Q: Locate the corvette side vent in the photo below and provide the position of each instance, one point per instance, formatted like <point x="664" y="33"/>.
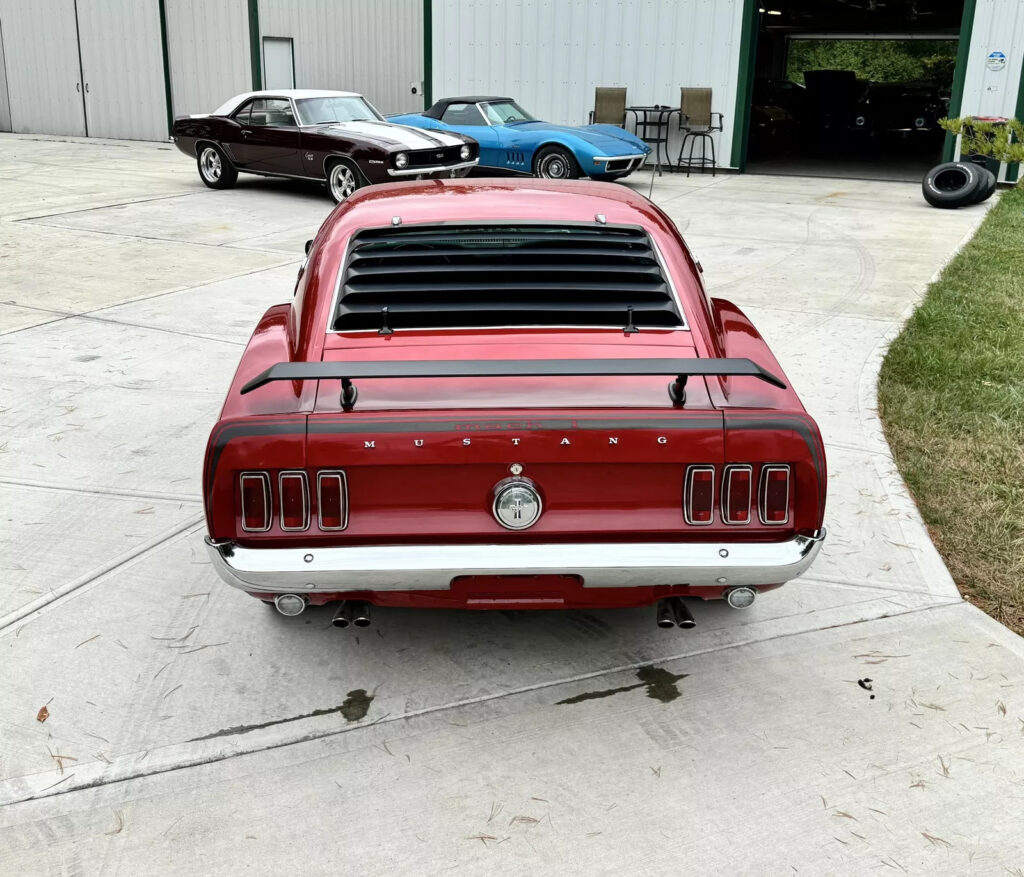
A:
<point x="423" y="277"/>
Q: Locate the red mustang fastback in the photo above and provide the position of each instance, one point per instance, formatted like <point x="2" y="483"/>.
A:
<point x="509" y="394"/>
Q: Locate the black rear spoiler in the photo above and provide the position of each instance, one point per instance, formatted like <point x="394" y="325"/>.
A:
<point x="347" y="372"/>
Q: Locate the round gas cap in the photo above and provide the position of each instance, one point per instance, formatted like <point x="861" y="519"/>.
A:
<point x="517" y="504"/>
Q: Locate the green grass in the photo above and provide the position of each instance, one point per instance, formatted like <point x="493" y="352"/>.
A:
<point x="951" y="400"/>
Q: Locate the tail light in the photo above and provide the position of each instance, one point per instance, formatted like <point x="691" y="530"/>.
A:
<point x="332" y="500"/>
<point x="698" y="495"/>
<point x="255" y="489"/>
<point x="774" y="495"/>
<point x="736" y="495"/>
<point x="294" y="491"/>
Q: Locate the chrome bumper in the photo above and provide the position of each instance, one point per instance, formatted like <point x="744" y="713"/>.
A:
<point x="422" y="568"/>
<point x="416" y="171"/>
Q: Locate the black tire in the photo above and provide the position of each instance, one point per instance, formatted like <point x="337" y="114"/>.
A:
<point x="952" y="184"/>
<point x="987" y="186"/>
<point x="342" y="179"/>
<point x="555" y="163"/>
<point x="214" y="168"/>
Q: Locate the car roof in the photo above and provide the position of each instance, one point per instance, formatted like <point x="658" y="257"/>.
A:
<point x="494" y="200"/>
<point x="442" y="105"/>
<point x="296" y="93"/>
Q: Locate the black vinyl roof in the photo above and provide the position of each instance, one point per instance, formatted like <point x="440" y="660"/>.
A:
<point x="438" y="109"/>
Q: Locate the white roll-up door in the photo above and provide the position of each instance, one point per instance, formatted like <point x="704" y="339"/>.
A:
<point x="123" y="69"/>
<point x="44" y="85"/>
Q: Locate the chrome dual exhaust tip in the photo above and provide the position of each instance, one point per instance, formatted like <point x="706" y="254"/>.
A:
<point x="672" y="612"/>
<point x="351" y="612"/>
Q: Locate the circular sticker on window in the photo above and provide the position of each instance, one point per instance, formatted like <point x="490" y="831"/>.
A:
<point x="995" y="60"/>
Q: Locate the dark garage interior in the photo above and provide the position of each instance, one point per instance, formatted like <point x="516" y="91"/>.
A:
<point x="852" y="88"/>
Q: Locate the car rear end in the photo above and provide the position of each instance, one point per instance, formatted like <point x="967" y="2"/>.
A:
<point x="515" y="415"/>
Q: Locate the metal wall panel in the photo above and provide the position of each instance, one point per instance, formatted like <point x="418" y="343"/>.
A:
<point x="551" y="54"/>
<point x="998" y="27"/>
<point x="4" y="100"/>
<point x="208" y="52"/>
<point x="123" y="69"/>
<point x="371" y="46"/>
<point x="43" y="73"/>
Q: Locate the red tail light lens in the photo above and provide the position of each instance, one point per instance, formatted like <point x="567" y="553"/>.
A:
<point x="698" y="495"/>
<point x="774" y="501"/>
<point x="294" y="500"/>
<point x="332" y="500"/>
<point x="736" y="495"/>
<point x="255" y="490"/>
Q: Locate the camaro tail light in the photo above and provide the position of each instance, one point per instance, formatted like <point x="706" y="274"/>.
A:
<point x="255" y="489"/>
<point x="736" y="495"/>
<point x="774" y="495"/>
<point x="332" y="500"/>
<point x="294" y="500"/>
<point x="698" y="495"/>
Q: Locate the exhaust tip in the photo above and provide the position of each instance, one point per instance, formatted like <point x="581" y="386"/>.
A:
<point x="290" y="604"/>
<point x="740" y="597"/>
<point x="360" y="614"/>
<point x="342" y="615"/>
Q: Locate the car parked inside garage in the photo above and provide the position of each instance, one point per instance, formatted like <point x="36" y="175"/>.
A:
<point x="508" y="394"/>
<point x="334" y="136"/>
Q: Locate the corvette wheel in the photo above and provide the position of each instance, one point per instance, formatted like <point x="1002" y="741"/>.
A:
<point x="214" y="168"/>
<point x="555" y="163"/>
<point x="342" y="180"/>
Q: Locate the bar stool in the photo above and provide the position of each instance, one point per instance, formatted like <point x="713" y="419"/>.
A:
<point x="699" y="123"/>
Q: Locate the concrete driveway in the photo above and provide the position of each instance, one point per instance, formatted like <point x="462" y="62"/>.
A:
<point x="860" y="719"/>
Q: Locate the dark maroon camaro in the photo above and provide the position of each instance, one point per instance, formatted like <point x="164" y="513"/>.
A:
<point x="336" y="137"/>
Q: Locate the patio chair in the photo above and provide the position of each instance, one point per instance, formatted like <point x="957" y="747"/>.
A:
<point x="609" y="107"/>
<point x="699" y="123"/>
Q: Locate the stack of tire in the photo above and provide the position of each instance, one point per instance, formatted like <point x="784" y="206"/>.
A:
<point x="953" y="184"/>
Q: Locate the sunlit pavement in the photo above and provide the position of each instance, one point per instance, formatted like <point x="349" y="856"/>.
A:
<point x="860" y="719"/>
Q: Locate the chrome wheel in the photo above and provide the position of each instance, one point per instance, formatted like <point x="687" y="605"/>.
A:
<point x="210" y="165"/>
<point x="555" y="165"/>
<point x="342" y="181"/>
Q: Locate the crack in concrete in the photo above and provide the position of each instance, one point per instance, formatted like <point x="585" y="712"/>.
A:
<point x="200" y="760"/>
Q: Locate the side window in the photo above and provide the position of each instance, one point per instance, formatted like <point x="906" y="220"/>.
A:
<point x="271" y="111"/>
<point x="462" y="114"/>
<point x="242" y="117"/>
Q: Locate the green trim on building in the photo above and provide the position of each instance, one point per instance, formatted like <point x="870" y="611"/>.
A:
<point x="428" y="52"/>
<point x="254" y="45"/>
<point x="1013" y="170"/>
<point x="960" y="75"/>
<point x="167" y="66"/>
<point x="744" y="84"/>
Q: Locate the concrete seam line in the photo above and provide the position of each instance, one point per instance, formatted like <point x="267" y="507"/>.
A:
<point x="127" y="494"/>
<point x="55" y="595"/>
<point x="104" y="207"/>
<point x="96" y="778"/>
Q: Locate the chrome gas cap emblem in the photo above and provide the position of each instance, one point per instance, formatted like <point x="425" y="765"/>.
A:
<point x="517" y="503"/>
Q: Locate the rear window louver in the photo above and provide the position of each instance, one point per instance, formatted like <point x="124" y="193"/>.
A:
<point x="479" y="276"/>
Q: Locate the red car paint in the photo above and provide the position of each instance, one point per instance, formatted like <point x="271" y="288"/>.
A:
<point x="422" y="457"/>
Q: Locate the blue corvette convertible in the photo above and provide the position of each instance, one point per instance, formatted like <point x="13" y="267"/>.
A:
<point x="513" y="140"/>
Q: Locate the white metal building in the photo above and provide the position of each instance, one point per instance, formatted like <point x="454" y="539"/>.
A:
<point x="125" y="68"/>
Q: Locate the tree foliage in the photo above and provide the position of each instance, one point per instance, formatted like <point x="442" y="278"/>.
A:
<point x="1000" y="140"/>
<point x="880" y="60"/>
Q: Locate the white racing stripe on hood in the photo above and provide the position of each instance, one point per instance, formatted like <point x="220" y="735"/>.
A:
<point x="411" y="138"/>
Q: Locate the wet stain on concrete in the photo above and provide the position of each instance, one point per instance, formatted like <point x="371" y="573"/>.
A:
<point x="353" y="708"/>
<point x="662" y="685"/>
<point x="356" y="705"/>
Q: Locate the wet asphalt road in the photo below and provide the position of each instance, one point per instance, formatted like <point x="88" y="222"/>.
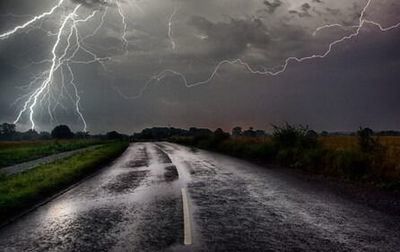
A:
<point x="135" y="204"/>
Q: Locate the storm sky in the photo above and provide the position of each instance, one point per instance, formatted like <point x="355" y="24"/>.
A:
<point x="355" y="85"/>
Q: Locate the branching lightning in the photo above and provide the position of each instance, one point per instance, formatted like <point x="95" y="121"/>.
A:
<point x="50" y="86"/>
<point x="30" y="22"/>
<point x="170" y="31"/>
<point x="282" y="68"/>
<point x="61" y="59"/>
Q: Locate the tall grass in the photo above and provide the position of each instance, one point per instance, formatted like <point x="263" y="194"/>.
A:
<point x="23" y="190"/>
<point x="338" y="156"/>
<point x="12" y="153"/>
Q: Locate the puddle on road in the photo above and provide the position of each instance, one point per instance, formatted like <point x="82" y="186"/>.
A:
<point x="126" y="182"/>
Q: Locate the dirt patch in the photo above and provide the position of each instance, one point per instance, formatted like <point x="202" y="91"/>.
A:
<point x="141" y="159"/>
<point x="171" y="173"/>
<point x="162" y="156"/>
<point x="127" y="182"/>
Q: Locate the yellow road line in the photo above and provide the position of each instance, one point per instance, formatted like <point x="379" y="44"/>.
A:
<point x="186" y="218"/>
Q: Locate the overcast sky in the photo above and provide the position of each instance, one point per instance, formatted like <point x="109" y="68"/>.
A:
<point x="356" y="85"/>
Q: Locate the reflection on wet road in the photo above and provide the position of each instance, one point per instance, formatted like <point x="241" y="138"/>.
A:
<point x="136" y="205"/>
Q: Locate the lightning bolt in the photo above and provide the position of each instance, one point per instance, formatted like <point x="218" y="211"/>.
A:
<point x="170" y="31"/>
<point x="282" y="68"/>
<point x="69" y="43"/>
<point x="31" y="21"/>
<point x="125" y="26"/>
<point x="43" y="94"/>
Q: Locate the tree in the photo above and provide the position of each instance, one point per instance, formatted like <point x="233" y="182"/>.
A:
<point x="237" y="131"/>
<point x="366" y="141"/>
<point x="7" y="129"/>
<point x="62" y="132"/>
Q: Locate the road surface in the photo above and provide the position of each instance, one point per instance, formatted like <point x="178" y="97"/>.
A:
<point x="136" y="204"/>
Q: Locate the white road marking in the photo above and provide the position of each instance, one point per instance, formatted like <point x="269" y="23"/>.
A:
<point x="186" y="218"/>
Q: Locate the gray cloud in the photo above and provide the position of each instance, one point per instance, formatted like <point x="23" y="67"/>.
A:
<point x="272" y="5"/>
<point x="355" y="85"/>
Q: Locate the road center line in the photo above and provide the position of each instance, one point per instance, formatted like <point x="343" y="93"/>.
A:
<point x="186" y="218"/>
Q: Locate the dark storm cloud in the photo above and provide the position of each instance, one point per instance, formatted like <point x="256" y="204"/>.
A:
<point x="272" y="5"/>
<point x="356" y="85"/>
<point x="304" y="10"/>
<point x="233" y="37"/>
<point x="93" y="3"/>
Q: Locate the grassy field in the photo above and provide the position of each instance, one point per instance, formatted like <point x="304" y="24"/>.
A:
<point x="23" y="190"/>
<point x="334" y="156"/>
<point x="391" y="144"/>
<point x="12" y="153"/>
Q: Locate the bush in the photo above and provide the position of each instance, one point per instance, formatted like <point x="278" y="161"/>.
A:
<point x="288" y="136"/>
<point x="62" y="132"/>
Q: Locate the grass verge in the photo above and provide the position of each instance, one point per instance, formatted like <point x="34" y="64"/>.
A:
<point x="21" y="191"/>
<point x="12" y="153"/>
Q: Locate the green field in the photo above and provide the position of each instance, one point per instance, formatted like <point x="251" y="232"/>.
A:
<point x="23" y="190"/>
<point x="12" y="153"/>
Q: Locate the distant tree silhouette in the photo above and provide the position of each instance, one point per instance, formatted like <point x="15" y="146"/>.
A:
<point x="237" y="131"/>
<point x="365" y="139"/>
<point x="7" y="129"/>
<point x="250" y="132"/>
<point x="62" y="132"/>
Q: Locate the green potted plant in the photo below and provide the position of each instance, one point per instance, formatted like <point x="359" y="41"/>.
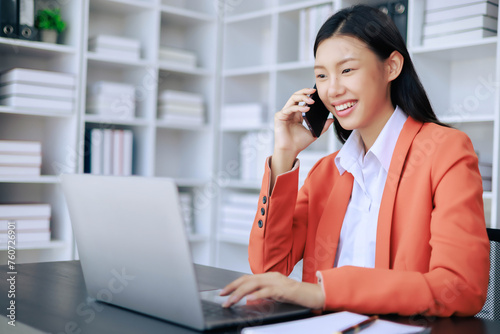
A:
<point x="50" y="24"/>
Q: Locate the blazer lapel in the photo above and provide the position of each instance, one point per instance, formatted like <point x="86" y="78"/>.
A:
<point x="383" y="251"/>
<point x="330" y="224"/>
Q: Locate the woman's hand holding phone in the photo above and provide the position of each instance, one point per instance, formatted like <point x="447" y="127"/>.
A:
<point x="290" y="136"/>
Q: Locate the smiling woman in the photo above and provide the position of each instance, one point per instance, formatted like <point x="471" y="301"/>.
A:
<point x="391" y="223"/>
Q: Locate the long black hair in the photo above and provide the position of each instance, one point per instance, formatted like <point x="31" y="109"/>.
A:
<point x="380" y="34"/>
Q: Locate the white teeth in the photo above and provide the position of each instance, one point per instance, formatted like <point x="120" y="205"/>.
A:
<point x="344" y="106"/>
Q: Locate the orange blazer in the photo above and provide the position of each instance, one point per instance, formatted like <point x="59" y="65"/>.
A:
<point x="432" y="250"/>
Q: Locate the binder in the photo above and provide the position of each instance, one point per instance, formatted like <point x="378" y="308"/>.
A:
<point x="9" y="15"/>
<point x="27" y="30"/>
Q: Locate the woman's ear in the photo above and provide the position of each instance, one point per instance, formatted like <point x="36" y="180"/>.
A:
<point x="394" y="65"/>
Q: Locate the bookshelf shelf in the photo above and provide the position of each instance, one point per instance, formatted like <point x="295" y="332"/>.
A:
<point x="31" y="48"/>
<point x="103" y="60"/>
<point x="120" y="6"/>
<point x="181" y="126"/>
<point x="97" y="119"/>
<point x="42" y="179"/>
<point x="169" y="67"/>
<point x="34" y="112"/>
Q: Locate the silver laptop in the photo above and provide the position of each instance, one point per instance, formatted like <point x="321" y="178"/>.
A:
<point x="134" y="253"/>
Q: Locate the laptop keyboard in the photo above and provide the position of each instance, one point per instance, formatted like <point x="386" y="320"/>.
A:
<point x="214" y="311"/>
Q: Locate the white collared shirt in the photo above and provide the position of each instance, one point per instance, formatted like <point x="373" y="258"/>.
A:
<point x="359" y="230"/>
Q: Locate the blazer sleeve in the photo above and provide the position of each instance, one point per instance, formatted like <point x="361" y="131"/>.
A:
<point x="457" y="280"/>
<point x="278" y="234"/>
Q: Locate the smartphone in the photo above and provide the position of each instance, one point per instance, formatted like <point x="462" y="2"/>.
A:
<point x="316" y="116"/>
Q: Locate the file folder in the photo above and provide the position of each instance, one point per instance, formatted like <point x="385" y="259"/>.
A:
<point x="9" y="14"/>
<point x="27" y="28"/>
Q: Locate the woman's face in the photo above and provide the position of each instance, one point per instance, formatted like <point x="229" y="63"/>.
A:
<point x="353" y="83"/>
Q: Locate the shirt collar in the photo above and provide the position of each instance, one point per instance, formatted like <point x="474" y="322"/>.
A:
<point x="382" y="149"/>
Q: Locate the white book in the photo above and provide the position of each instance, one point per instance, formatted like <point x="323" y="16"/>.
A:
<point x="96" y="151"/>
<point x="115" y="41"/>
<point x="26" y="160"/>
<point x="111" y="88"/>
<point x="37" y="91"/>
<point x="170" y="95"/>
<point x="469" y="23"/>
<point x="480" y="8"/>
<point x="127" y="152"/>
<point x="37" y="103"/>
<point x="122" y="112"/>
<point x="436" y="5"/>
<point x="182" y="119"/>
<point x="20" y="147"/>
<point x="107" y="155"/>
<point x="108" y="101"/>
<point x="118" y="152"/>
<point x="458" y="37"/>
<point x="27" y="237"/>
<point x="23" y="75"/>
<point x="25" y="224"/>
<point x="177" y="56"/>
<point x="19" y="171"/>
<point x="245" y="110"/>
<point x="22" y="211"/>
<point x="116" y="54"/>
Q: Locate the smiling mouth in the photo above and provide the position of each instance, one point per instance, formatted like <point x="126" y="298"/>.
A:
<point x="342" y="107"/>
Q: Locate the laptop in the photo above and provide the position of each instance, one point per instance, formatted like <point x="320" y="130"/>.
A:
<point x="135" y="254"/>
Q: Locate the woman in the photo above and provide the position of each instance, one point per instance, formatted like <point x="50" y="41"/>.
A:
<point x="394" y="221"/>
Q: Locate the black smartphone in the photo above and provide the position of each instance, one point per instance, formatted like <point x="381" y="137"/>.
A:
<point x="316" y="116"/>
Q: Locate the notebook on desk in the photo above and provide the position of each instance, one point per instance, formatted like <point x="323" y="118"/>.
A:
<point x="135" y="254"/>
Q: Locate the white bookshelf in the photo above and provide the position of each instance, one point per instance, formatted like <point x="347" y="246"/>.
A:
<point x="248" y="52"/>
<point x="266" y="67"/>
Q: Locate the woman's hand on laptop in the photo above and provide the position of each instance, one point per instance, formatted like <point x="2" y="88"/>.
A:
<point x="274" y="286"/>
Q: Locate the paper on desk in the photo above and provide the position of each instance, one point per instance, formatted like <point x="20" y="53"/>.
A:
<point x="330" y="323"/>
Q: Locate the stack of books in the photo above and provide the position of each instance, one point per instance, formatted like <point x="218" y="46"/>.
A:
<point x="450" y="21"/>
<point x="186" y="202"/>
<point x="307" y="160"/>
<point x="311" y="19"/>
<point x="253" y="154"/>
<point x="177" y="57"/>
<point x="242" y="115"/>
<point x="238" y="212"/>
<point x="486" y="170"/>
<point x="111" y="99"/>
<point x="36" y="89"/>
<point x="108" y="152"/>
<point x="116" y="47"/>
<point x="181" y="107"/>
<point x="20" y="158"/>
<point x="31" y="223"/>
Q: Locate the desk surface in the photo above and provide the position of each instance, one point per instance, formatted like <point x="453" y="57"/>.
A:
<point x="51" y="297"/>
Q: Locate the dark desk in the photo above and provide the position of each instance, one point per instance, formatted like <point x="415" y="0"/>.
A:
<point x="51" y="297"/>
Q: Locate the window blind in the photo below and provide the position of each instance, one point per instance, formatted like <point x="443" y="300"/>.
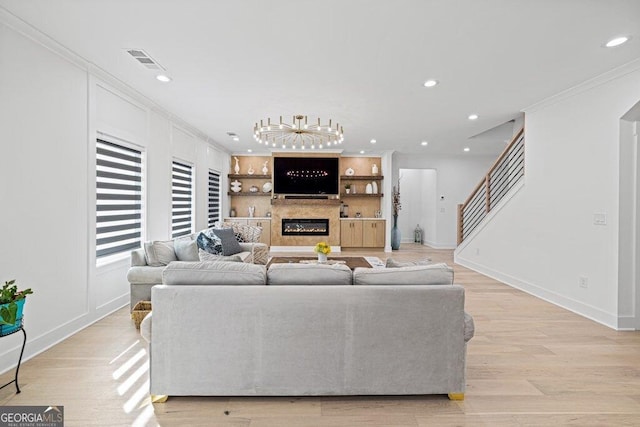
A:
<point x="214" y="198"/>
<point x="118" y="198"/>
<point x="182" y="199"/>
= = = = = = =
### Problem to work on:
Wherever a line holds the word "storm", copy that line out of the entries above.

### Task result:
Q: Locate the storm sky in the photo above and provide the position of each instance, one point per instance, formatted like <point x="355" y="24"/>.
Q: Locate the dark storm cloud in the photo above and provide the position of each instance, one point per instance, formatted like <point x="256" y="204"/>.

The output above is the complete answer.